Delivering added value to customers is extremely important nowadays. Businesses are starting to get on the bandwagon by aligning their efforts with this undeniable reality.
Certain companies from around the world have adopted gamification as a means to enhance value for customers.
What is gamification?
Gamification is the application of game concepts to a non-game environment.
Why should you gamify?
As you can imagine from its upsurge in popularity, gamification provides many benefits in the long run for companies willing to invest time and money. In fact, organizations that exploit this new tactic boost their engagement by 48 per cent and lower turnover by 36 per cent, according to a survey done by the Aberdeen Group.
When making the switch to gamification, the main incentive is to create an entertaining environment that will motivate the field staff. The potential increase in effectiveness, scalability and differentiation when applying this concept also helps convince organizations to make the switch.
How can field service organisations gamify?
When used properly, gamification can encourage desirable behaviours and motivate your field staff. Indeed, each member of the field service staff has a list of achievements related to the company’s core values. When they accomplish a certain number of achievements and accumulate the associated points, they get a new title and new targets to aim for.
This not only motivates employees to accomplish tasks and achieve goals to gain experience points, it also promotes the company culture.
Gamification will help you…
- Clearly establish goals and metrics. In a gamified environment, there’s no guesswork. All participating employees understand the organizational, team and/or individual goals, how results are measured and what’s required to be successful.

::::

- Task instructions:
a – Answer these questions about the gamification text:
(i) How does the text define gamification?
(ii) By what percentage does the Aberdeen Group survey say organizations boost their engagement?
(iii) What do field service staff receive once they accomplish a certain number of achievements and accumulate the associated points?
b – Rewrite the entries from the line holding "point per instance: green foliage" through the end of the entries, inclusive, putting "vegetation" in place of "foliage".
The text above and the entries that follow are unrelated to each other.

Object point labels
::::

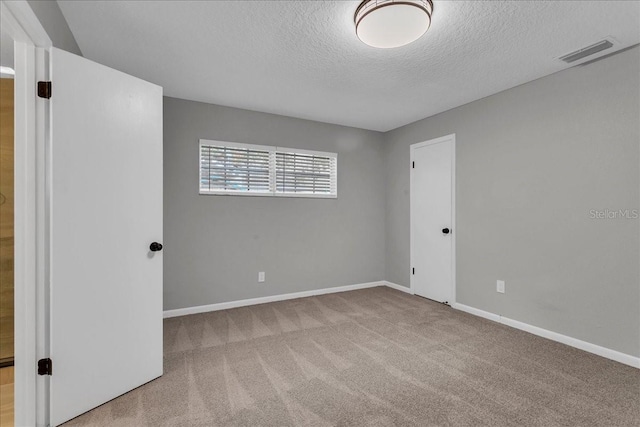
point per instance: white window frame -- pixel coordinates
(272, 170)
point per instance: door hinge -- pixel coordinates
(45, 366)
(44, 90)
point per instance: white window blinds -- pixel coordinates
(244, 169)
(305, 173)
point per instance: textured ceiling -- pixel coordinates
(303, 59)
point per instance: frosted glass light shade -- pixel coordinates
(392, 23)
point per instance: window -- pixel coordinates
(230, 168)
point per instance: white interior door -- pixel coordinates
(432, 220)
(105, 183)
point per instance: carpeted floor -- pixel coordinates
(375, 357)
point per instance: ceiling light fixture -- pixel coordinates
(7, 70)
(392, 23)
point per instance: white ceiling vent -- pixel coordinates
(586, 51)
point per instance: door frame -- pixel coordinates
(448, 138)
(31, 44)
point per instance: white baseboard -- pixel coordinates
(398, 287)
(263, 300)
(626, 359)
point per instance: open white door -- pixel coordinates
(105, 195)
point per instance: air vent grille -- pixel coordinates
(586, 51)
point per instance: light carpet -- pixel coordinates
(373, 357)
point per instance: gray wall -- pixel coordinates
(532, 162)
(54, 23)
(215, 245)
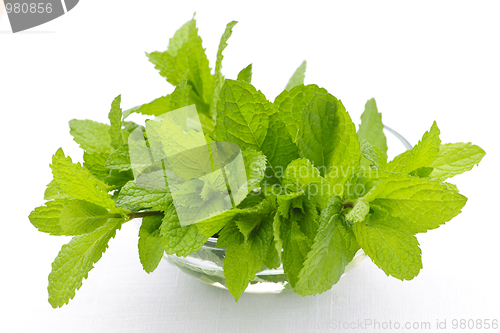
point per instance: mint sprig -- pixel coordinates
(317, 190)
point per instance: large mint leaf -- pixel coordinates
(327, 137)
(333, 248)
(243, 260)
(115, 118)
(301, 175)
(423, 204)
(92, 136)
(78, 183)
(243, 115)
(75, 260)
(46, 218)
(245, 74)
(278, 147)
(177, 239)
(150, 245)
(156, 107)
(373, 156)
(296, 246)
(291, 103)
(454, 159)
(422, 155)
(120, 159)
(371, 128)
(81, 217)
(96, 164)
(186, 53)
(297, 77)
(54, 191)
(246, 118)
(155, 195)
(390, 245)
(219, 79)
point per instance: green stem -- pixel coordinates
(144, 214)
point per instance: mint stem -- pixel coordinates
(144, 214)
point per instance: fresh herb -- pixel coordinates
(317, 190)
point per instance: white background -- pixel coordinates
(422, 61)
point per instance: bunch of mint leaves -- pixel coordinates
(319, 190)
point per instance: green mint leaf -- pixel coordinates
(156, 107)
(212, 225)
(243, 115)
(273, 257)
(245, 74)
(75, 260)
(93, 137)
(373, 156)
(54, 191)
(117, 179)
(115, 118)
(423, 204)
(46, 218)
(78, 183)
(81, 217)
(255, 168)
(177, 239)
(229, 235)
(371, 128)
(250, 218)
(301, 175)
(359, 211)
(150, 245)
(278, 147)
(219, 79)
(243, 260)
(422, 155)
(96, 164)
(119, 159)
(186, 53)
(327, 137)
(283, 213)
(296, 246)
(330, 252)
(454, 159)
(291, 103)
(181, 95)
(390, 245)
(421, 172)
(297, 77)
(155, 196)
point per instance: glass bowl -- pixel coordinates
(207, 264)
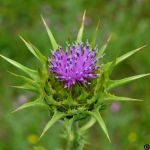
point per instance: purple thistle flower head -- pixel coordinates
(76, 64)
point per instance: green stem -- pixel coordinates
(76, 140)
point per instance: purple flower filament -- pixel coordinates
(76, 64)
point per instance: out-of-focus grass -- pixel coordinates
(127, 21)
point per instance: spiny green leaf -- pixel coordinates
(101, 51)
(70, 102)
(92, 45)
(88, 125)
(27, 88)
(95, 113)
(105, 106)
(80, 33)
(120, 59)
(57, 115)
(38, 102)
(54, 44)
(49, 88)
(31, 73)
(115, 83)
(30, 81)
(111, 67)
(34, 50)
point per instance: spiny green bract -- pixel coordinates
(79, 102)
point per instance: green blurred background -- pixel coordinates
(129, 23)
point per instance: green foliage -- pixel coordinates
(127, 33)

::::

- Responses to the exercise:
a –
(i) The application of game concepts to a non-game environment.
(ii) 48 per cent.
(iii) A new title and new targets to aim for.

b –
point per instance: green vegetation -- pixel coordinates
(127, 33)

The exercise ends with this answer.